■ **WHAT TO PRODUCE**
Copy exactly the lines that run from the line containing "Can you tell me where the window" to the end of the material below, both ends included.

■ **DATA**
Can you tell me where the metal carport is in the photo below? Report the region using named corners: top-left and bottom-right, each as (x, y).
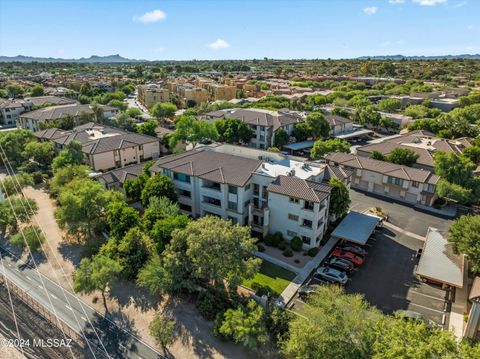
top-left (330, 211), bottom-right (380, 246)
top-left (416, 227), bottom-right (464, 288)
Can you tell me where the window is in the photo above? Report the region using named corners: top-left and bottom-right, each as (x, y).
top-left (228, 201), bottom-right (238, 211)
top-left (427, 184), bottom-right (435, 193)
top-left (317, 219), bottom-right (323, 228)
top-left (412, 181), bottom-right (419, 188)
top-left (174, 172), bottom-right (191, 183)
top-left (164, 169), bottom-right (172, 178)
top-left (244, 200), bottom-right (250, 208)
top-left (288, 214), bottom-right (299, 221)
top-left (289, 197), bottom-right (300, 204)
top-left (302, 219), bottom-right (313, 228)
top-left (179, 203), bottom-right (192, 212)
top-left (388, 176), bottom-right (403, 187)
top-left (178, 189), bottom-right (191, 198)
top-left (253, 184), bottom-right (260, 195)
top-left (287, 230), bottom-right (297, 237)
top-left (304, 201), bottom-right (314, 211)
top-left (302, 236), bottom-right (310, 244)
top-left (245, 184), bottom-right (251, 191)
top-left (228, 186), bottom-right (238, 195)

■ **TASK ANSWER**
Can you tell me where the window is in the photo above? Report the region using named corners: top-left and bottom-right, each as (x, y).
top-left (228, 201), bottom-right (238, 211)
top-left (427, 184), bottom-right (435, 193)
top-left (317, 219), bottom-right (323, 228)
top-left (412, 181), bottom-right (419, 188)
top-left (174, 172), bottom-right (191, 183)
top-left (164, 169), bottom-right (172, 178)
top-left (244, 200), bottom-right (250, 208)
top-left (288, 214), bottom-right (299, 221)
top-left (289, 197), bottom-right (300, 204)
top-left (302, 219), bottom-right (313, 228)
top-left (179, 203), bottom-right (192, 212)
top-left (388, 176), bottom-right (403, 187)
top-left (178, 189), bottom-right (191, 198)
top-left (253, 184), bottom-right (260, 195)
top-left (287, 230), bottom-right (297, 237)
top-left (304, 201), bottom-right (314, 211)
top-left (302, 236), bottom-right (310, 244)
top-left (245, 184), bottom-right (251, 191)
top-left (228, 186), bottom-right (238, 195)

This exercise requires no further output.